*TASK GOAL*
Give the data again, word for word.

*SUPPLIED MATERIAL*

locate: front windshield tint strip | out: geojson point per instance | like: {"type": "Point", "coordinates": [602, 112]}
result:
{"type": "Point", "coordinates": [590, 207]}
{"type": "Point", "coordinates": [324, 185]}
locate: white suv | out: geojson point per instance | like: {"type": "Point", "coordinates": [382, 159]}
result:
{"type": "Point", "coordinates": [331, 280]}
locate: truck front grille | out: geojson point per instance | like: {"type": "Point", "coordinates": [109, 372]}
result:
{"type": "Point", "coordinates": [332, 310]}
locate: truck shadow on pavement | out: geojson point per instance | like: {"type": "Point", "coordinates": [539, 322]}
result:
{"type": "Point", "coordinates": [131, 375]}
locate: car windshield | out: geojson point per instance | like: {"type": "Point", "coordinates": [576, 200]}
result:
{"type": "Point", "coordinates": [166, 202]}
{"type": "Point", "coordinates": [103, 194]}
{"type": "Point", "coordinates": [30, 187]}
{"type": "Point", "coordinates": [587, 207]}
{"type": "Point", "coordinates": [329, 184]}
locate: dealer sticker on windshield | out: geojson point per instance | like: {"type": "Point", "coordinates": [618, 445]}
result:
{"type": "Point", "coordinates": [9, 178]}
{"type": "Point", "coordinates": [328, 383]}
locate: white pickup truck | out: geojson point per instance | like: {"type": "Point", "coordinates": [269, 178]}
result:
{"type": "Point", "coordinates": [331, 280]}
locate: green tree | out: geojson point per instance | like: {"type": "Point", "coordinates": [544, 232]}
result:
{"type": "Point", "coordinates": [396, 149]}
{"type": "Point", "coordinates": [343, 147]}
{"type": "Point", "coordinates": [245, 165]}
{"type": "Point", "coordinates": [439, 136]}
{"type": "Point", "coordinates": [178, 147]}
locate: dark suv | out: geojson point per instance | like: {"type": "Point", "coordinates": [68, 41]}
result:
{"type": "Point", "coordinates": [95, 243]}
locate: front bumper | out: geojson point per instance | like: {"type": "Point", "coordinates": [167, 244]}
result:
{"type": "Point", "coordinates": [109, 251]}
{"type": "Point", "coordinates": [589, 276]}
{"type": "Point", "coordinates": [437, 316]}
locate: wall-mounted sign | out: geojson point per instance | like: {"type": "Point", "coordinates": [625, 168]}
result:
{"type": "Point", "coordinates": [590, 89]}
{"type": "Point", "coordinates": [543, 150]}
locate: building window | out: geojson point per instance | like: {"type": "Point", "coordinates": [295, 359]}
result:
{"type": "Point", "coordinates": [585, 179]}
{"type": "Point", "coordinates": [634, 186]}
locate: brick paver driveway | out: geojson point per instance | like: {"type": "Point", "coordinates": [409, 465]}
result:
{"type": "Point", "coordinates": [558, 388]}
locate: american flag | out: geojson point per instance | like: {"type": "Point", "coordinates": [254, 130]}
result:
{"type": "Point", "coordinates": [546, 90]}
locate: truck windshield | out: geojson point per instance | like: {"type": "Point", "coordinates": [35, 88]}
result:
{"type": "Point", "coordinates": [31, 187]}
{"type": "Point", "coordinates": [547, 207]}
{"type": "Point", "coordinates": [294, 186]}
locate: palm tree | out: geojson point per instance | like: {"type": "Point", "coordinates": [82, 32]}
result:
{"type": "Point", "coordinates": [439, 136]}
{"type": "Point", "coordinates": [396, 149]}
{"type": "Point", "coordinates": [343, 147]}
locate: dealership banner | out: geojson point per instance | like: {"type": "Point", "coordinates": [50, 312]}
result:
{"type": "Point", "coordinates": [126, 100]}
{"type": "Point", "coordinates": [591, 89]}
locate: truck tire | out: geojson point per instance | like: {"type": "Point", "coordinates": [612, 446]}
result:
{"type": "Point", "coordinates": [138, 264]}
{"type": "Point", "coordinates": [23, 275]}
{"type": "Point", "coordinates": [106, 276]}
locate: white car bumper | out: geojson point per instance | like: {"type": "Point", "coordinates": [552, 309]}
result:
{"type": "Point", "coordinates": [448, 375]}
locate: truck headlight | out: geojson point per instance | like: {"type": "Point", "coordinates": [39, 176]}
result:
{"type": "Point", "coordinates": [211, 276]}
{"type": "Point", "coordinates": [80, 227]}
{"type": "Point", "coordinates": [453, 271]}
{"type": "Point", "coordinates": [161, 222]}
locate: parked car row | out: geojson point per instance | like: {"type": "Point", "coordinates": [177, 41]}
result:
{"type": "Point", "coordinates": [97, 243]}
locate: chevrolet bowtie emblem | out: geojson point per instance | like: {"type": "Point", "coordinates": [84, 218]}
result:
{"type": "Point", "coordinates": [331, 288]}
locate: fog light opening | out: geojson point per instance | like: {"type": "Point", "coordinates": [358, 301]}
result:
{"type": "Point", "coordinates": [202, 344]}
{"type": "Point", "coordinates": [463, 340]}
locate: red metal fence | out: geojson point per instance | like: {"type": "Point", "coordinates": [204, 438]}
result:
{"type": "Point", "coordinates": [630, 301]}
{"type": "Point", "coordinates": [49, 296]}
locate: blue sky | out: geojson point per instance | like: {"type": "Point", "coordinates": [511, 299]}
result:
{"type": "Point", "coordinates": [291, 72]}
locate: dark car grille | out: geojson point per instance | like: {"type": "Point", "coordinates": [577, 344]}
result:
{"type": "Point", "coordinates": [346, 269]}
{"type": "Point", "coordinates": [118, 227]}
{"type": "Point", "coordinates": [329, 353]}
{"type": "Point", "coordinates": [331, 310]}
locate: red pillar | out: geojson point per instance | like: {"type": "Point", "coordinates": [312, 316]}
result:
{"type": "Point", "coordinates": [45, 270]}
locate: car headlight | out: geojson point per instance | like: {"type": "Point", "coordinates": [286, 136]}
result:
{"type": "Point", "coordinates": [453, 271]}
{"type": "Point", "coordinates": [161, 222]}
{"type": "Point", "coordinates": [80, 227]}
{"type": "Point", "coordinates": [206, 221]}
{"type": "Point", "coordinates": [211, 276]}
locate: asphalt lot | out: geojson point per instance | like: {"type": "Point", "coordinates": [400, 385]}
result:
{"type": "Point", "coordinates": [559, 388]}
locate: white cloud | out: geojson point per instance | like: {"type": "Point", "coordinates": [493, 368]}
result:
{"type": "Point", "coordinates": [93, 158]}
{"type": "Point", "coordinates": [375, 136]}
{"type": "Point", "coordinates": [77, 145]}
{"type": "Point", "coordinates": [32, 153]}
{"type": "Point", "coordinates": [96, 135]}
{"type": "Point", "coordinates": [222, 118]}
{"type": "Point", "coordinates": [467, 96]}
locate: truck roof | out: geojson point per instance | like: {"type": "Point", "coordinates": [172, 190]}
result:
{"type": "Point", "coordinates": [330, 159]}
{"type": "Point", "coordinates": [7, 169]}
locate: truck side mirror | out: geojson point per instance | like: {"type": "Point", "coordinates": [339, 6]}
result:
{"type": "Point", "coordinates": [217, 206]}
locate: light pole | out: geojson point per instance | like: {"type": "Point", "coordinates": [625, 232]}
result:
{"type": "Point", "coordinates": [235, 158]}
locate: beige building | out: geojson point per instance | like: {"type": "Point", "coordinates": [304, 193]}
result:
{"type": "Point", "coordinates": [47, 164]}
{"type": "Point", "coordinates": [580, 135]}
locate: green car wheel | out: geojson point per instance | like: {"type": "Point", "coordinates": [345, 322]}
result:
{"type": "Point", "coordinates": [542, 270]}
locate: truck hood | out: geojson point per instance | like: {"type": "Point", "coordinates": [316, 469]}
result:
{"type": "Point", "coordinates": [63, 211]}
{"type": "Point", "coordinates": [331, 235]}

*RESULT OF THIS EXERCISE*
locate: front windshield tint strip | out: geojson point per instance | like: {"type": "Point", "coordinates": [602, 112]}
result:
{"type": "Point", "coordinates": [590, 207]}
{"type": "Point", "coordinates": [324, 185]}
locate: white suv | out: geojson point per instance | like: {"type": "Point", "coordinates": [382, 159]}
result:
{"type": "Point", "coordinates": [331, 280]}
locate: truck front grille | out: geojson point per instance | like: {"type": "Point", "coordinates": [109, 372]}
result:
{"type": "Point", "coordinates": [332, 310]}
locate: truck shadow on pavement | out: geojson point per instance | like: {"type": "Point", "coordinates": [539, 322]}
result:
{"type": "Point", "coordinates": [131, 375]}
locate: car windshield | out: geojson point per instance | like: {"type": "Point", "coordinates": [576, 200]}
result:
{"type": "Point", "coordinates": [166, 202]}
{"type": "Point", "coordinates": [103, 194]}
{"type": "Point", "coordinates": [30, 187]}
{"type": "Point", "coordinates": [587, 207]}
{"type": "Point", "coordinates": [329, 184]}
locate: dealer sticker on windshield | out: geojson point per instance | like: {"type": "Point", "coordinates": [618, 445]}
result:
{"type": "Point", "coordinates": [9, 178]}
{"type": "Point", "coordinates": [328, 383]}
locate: white pickup truck | out: geojson point per instance | like: {"type": "Point", "coordinates": [269, 178]}
result:
{"type": "Point", "coordinates": [331, 280]}
locate: green tree | out: geojson point per instance | like: {"type": "Point", "coordinates": [544, 232]}
result:
{"type": "Point", "coordinates": [396, 149]}
{"type": "Point", "coordinates": [343, 147]}
{"type": "Point", "coordinates": [245, 165]}
{"type": "Point", "coordinates": [439, 136]}
{"type": "Point", "coordinates": [178, 147]}
locate: dark suv | out: geojson point per instance | like: {"type": "Point", "coordinates": [68, 41]}
result:
{"type": "Point", "coordinates": [95, 243]}
locate: front bumper | out: geojson point per instance | like: {"type": "Point", "coordinates": [167, 244]}
result:
{"type": "Point", "coordinates": [109, 251]}
{"type": "Point", "coordinates": [589, 276]}
{"type": "Point", "coordinates": [437, 316]}
locate: wall-mounted sign | out: geojson point per instance | like: {"type": "Point", "coordinates": [625, 168]}
result:
{"type": "Point", "coordinates": [590, 89]}
{"type": "Point", "coordinates": [543, 150]}
locate: building window | out: geojson point per instance | like: {"type": "Point", "coordinates": [295, 359]}
result:
{"type": "Point", "coordinates": [585, 179]}
{"type": "Point", "coordinates": [634, 186]}
locate: brick paver driveway | out: geojson point per instance | like: {"type": "Point", "coordinates": [409, 465]}
result:
{"type": "Point", "coordinates": [558, 388]}
locate: american flag | out: geojson point per instance | like: {"type": "Point", "coordinates": [254, 130]}
result:
{"type": "Point", "coordinates": [546, 90]}
locate: truck windshield | out: geojson point per instance | like: {"type": "Point", "coordinates": [35, 88]}
result:
{"type": "Point", "coordinates": [31, 187]}
{"type": "Point", "coordinates": [547, 207]}
{"type": "Point", "coordinates": [294, 186]}
locate: palm tree | out: geojson point per instance | like: {"type": "Point", "coordinates": [82, 32]}
result:
{"type": "Point", "coordinates": [439, 136]}
{"type": "Point", "coordinates": [396, 149]}
{"type": "Point", "coordinates": [343, 147]}
locate: dealership banner | out: geojson point per instance | like: {"type": "Point", "coordinates": [50, 312]}
result:
{"type": "Point", "coordinates": [126, 100]}
{"type": "Point", "coordinates": [591, 89]}
locate: truck tire | out: geojson point per instance | like: {"type": "Point", "coordinates": [612, 446]}
result:
{"type": "Point", "coordinates": [138, 264]}
{"type": "Point", "coordinates": [23, 275]}
{"type": "Point", "coordinates": [106, 276]}
locate: white car bumper | out: geojson point per instance | like: {"type": "Point", "coordinates": [552, 309]}
result:
{"type": "Point", "coordinates": [448, 375]}
locate: truck headlight | out: geojson point per instance | like: {"type": "Point", "coordinates": [39, 176]}
result:
{"type": "Point", "coordinates": [211, 276]}
{"type": "Point", "coordinates": [80, 227]}
{"type": "Point", "coordinates": [453, 271]}
{"type": "Point", "coordinates": [161, 222]}
locate: parked car row | out: geojson point per instance | like: {"type": "Point", "coordinates": [177, 41]}
result:
{"type": "Point", "coordinates": [97, 243]}
locate: chevrolet bowtie emblem | out: geojson point per instance | like: {"type": "Point", "coordinates": [84, 218]}
result:
{"type": "Point", "coordinates": [331, 288]}
locate: fog light opening | out: geojson point per instance | like: {"type": "Point", "coordinates": [358, 301]}
result:
{"type": "Point", "coordinates": [202, 344]}
{"type": "Point", "coordinates": [463, 340]}
locate: red metal fence | out: geojson point per instance | like: {"type": "Point", "coordinates": [204, 438]}
result:
{"type": "Point", "coordinates": [630, 301]}
{"type": "Point", "coordinates": [49, 296]}
locate: blue sky | out: geojson point per instance | like: {"type": "Point", "coordinates": [511, 299]}
result:
{"type": "Point", "coordinates": [291, 72]}
locate: dark car grille | out: geojson point per instance | like: {"type": "Point", "coordinates": [577, 344]}
result:
{"type": "Point", "coordinates": [346, 269]}
{"type": "Point", "coordinates": [118, 227]}
{"type": "Point", "coordinates": [329, 353]}
{"type": "Point", "coordinates": [331, 310]}
locate: red pillar | out: geojson point per instance | like: {"type": "Point", "coordinates": [312, 316]}
result:
{"type": "Point", "coordinates": [45, 270]}
locate: car headlight | out: geojson point per instance | like: {"type": "Point", "coordinates": [286, 136]}
result:
{"type": "Point", "coordinates": [453, 271]}
{"type": "Point", "coordinates": [161, 222]}
{"type": "Point", "coordinates": [80, 227]}
{"type": "Point", "coordinates": [206, 221]}
{"type": "Point", "coordinates": [211, 276]}
locate: asphalt lot | out: geojson point per instance | like: {"type": "Point", "coordinates": [400, 385]}
result:
{"type": "Point", "coordinates": [559, 388]}
locate: white cloud | out: geojson point per instance | like: {"type": "Point", "coordinates": [493, 368]}
result:
{"type": "Point", "coordinates": [93, 158]}
{"type": "Point", "coordinates": [375, 136]}
{"type": "Point", "coordinates": [77, 145]}
{"type": "Point", "coordinates": [32, 153]}
{"type": "Point", "coordinates": [96, 135]}
{"type": "Point", "coordinates": [222, 118]}
{"type": "Point", "coordinates": [467, 96]}
locate: truck roof | out: geojson point per instance | like: {"type": "Point", "coordinates": [172, 190]}
result:
{"type": "Point", "coordinates": [330, 159]}
{"type": "Point", "coordinates": [7, 169]}
locate: truck side mirror | out: geojson point per instance | like: {"type": "Point", "coordinates": [339, 6]}
result:
{"type": "Point", "coordinates": [217, 206]}
locate: light pole | out: geojson point per instance | like: {"type": "Point", "coordinates": [625, 232]}
result:
{"type": "Point", "coordinates": [235, 158]}
locate: beige building | out: geojson point per instance | like: {"type": "Point", "coordinates": [304, 193]}
result:
{"type": "Point", "coordinates": [47, 164]}
{"type": "Point", "coordinates": [580, 135]}
locate: green car wheel | out: geojson point per instance | like: {"type": "Point", "coordinates": [345, 322]}
result:
{"type": "Point", "coordinates": [542, 270]}
locate: truck hood | out: geojson point per instance | like: {"type": "Point", "coordinates": [316, 469]}
result:
{"type": "Point", "coordinates": [63, 211]}
{"type": "Point", "coordinates": [331, 235]}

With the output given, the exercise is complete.